- Short task
Print all the records exactly, please.

A run of records:
★ ★ ★

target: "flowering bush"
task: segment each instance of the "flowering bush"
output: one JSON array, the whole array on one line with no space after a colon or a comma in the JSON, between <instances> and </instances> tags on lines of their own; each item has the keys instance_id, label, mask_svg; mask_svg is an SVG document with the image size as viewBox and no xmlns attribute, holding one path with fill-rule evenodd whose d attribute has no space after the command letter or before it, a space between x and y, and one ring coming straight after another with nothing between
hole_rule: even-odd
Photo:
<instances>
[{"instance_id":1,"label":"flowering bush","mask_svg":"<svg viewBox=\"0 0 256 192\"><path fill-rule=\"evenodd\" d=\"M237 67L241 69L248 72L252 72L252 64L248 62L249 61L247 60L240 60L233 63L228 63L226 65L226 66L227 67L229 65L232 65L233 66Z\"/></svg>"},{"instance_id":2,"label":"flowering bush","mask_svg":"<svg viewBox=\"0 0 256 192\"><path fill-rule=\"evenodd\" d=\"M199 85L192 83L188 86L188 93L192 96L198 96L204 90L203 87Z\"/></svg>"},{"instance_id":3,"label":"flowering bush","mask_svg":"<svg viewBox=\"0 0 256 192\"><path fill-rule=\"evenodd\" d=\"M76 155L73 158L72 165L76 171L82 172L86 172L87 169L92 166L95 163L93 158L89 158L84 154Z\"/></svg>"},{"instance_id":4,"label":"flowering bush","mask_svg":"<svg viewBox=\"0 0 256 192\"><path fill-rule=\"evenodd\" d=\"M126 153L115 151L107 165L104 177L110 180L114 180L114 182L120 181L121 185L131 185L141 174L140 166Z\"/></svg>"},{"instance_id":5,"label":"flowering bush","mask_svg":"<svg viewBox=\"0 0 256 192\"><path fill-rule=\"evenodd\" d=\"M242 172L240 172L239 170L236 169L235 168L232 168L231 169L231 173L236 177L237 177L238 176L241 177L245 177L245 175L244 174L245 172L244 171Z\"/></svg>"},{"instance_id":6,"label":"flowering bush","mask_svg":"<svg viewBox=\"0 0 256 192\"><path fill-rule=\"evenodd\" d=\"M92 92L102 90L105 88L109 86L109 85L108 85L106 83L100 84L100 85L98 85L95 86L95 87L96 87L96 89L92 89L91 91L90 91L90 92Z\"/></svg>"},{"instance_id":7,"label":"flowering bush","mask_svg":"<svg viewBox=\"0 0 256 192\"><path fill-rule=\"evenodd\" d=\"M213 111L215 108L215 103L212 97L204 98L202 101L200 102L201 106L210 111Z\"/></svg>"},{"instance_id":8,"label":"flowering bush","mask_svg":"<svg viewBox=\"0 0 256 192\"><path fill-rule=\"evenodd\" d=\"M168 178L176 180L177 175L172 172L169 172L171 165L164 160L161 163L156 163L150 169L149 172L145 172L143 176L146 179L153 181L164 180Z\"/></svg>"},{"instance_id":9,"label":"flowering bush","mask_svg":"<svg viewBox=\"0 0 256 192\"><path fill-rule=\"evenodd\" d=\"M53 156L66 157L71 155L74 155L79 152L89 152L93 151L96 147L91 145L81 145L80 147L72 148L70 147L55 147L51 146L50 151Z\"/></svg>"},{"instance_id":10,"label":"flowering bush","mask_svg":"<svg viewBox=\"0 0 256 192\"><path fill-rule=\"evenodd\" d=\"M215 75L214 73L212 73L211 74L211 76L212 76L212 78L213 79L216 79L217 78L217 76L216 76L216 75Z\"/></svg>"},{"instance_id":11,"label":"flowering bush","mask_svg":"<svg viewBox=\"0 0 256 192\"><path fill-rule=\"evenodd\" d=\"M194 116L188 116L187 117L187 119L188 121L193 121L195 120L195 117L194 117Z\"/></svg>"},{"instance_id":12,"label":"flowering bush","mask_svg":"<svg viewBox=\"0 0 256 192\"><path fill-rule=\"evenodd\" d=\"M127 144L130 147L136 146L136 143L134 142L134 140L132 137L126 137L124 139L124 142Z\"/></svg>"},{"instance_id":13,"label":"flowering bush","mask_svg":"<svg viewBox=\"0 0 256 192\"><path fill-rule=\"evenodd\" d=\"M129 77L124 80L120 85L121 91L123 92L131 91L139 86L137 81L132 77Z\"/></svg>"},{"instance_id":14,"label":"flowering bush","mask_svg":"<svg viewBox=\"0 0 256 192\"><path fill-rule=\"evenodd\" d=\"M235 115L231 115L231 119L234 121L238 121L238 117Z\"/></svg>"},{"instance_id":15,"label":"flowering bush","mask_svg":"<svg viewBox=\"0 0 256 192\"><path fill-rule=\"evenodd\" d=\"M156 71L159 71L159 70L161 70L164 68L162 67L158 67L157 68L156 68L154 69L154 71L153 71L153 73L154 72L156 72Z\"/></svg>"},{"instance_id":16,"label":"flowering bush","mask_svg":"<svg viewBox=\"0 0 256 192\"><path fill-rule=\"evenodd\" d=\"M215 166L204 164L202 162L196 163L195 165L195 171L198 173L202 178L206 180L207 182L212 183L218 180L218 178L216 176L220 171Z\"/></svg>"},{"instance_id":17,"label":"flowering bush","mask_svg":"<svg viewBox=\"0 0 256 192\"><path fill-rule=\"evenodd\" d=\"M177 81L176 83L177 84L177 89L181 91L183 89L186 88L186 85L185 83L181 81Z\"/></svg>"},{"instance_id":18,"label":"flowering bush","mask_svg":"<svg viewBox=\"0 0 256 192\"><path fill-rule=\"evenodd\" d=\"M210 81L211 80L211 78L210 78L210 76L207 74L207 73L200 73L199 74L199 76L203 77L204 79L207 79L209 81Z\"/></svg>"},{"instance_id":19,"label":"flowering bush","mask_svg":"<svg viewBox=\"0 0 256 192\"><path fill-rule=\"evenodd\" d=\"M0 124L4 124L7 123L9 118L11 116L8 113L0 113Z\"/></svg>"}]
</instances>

★ ★ ★

- Result
target: "flowering bush"
task: segment each instance of the "flowering bush"
output: one JSON array, the whole array on one line with no space after a colon or a comma in the JSON, between <instances> and </instances> tags on lines of their own; each item has the keys instance_id, label, mask_svg; mask_svg is an SVG document with the image size as viewBox and no xmlns attribute, holding one path with fill-rule evenodd whose d attribute has no space after the command letter or before it, a space between x and y, and one ring coming straight after another with nothing between
hole_rule: even-odd
Photo:
<instances>
[{"instance_id":1,"label":"flowering bush","mask_svg":"<svg viewBox=\"0 0 256 192\"><path fill-rule=\"evenodd\" d=\"M237 67L241 69L248 72L252 72L252 64L248 62L249 61L247 60L240 60L233 63L228 63L226 65L226 66L227 67L229 65L232 65L233 66Z\"/></svg>"},{"instance_id":2,"label":"flowering bush","mask_svg":"<svg viewBox=\"0 0 256 192\"><path fill-rule=\"evenodd\" d=\"M199 85L192 83L188 86L188 93L192 96L198 96L204 90L203 87Z\"/></svg>"},{"instance_id":3,"label":"flowering bush","mask_svg":"<svg viewBox=\"0 0 256 192\"><path fill-rule=\"evenodd\" d=\"M76 155L73 158L72 165L76 171L82 172L86 172L87 169L92 166L95 163L93 158L89 158L84 154Z\"/></svg>"},{"instance_id":4,"label":"flowering bush","mask_svg":"<svg viewBox=\"0 0 256 192\"><path fill-rule=\"evenodd\" d=\"M126 153L115 151L107 165L104 177L110 180L114 180L114 182L120 181L121 185L131 185L141 174L140 166Z\"/></svg>"},{"instance_id":5,"label":"flowering bush","mask_svg":"<svg viewBox=\"0 0 256 192\"><path fill-rule=\"evenodd\" d=\"M242 172L240 172L239 170L236 169L235 168L232 168L231 169L231 173L236 177L237 177L238 176L241 177L245 177L245 175L244 174L245 172L244 171Z\"/></svg>"},{"instance_id":6,"label":"flowering bush","mask_svg":"<svg viewBox=\"0 0 256 192\"><path fill-rule=\"evenodd\" d=\"M92 92L102 90L105 88L109 86L109 85L108 85L106 83L100 84L100 85L98 85L95 86L95 87L96 87L96 89L92 89L91 91L90 91L90 92Z\"/></svg>"},{"instance_id":7,"label":"flowering bush","mask_svg":"<svg viewBox=\"0 0 256 192\"><path fill-rule=\"evenodd\" d=\"M213 111L215 108L215 103L212 97L204 98L202 101L200 102L201 106L210 111Z\"/></svg>"},{"instance_id":8,"label":"flowering bush","mask_svg":"<svg viewBox=\"0 0 256 192\"><path fill-rule=\"evenodd\" d=\"M168 178L176 180L177 175L172 172L169 172L171 165L164 160L161 163L156 163L150 169L149 172L145 172L143 176L146 179L153 181L164 180Z\"/></svg>"},{"instance_id":9,"label":"flowering bush","mask_svg":"<svg viewBox=\"0 0 256 192\"><path fill-rule=\"evenodd\" d=\"M53 156L66 157L71 155L74 155L79 152L89 152L93 151L96 147L91 145L81 145L80 147L72 148L70 147L55 147L51 146L50 151Z\"/></svg>"},{"instance_id":10,"label":"flowering bush","mask_svg":"<svg viewBox=\"0 0 256 192\"><path fill-rule=\"evenodd\" d=\"M215 75L214 73L212 73L211 74L211 76L212 76L212 78L213 79L216 79L217 78L217 76L216 76L216 75Z\"/></svg>"},{"instance_id":11,"label":"flowering bush","mask_svg":"<svg viewBox=\"0 0 256 192\"><path fill-rule=\"evenodd\" d=\"M194 116L188 116L187 117L187 119L188 121L193 121L195 120L195 117L194 117Z\"/></svg>"},{"instance_id":12,"label":"flowering bush","mask_svg":"<svg viewBox=\"0 0 256 192\"><path fill-rule=\"evenodd\" d=\"M127 144L130 147L136 146L136 143L134 142L134 140L132 137L126 137L124 139L124 142Z\"/></svg>"},{"instance_id":13,"label":"flowering bush","mask_svg":"<svg viewBox=\"0 0 256 192\"><path fill-rule=\"evenodd\" d=\"M129 77L124 80L120 85L121 91L123 92L131 91L139 86L137 81L132 77Z\"/></svg>"},{"instance_id":14,"label":"flowering bush","mask_svg":"<svg viewBox=\"0 0 256 192\"><path fill-rule=\"evenodd\" d=\"M235 115L231 115L231 119L234 121L238 121L238 117Z\"/></svg>"},{"instance_id":15,"label":"flowering bush","mask_svg":"<svg viewBox=\"0 0 256 192\"><path fill-rule=\"evenodd\" d=\"M156 71L159 71L159 70L161 70L164 68L162 67L158 67L157 68L156 68L154 69L154 71L153 71L153 73L154 72L156 72Z\"/></svg>"},{"instance_id":16,"label":"flowering bush","mask_svg":"<svg viewBox=\"0 0 256 192\"><path fill-rule=\"evenodd\" d=\"M215 166L204 164L202 162L196 163L195 165L195 171L198 173L202 178L206 180L207 182L212 183L218 180L218 178L216 176L220 171Z\"/></svg>"},{"instance_id":17,"label":"flowering bush","mask_svg":"<svg viewBox=\"0 0 256 192\"><path fill-rule=\"evenodd\" d=\"M177 81L176 83L177 84L177 89L181 91L183 89L186 88L186 85L185 83L181 81Z\"/></svg>"},{"instance_id":18,"label":"flowering bush","mask_svg":"<svg viewBox=\"0 0 256 192\"><path fill-rule=\"evenodd\" d=\"M210 81L211 80L211 78L210 78L210 76L207 74L207 73L200 73L199 74L199 76L203 77L204 79L207 79L209 81Z\"/></svg>"},{"instance_id":19,"label":"flowering bush","mask_svg":"<svg viewBox=\"0 0 256 192\"><path fill-rule=\"evenodd\" d=\"M0 124L4 124L7 123L9 118L11 116L8 113L0 113Z\"/></svg>"}]
</instances>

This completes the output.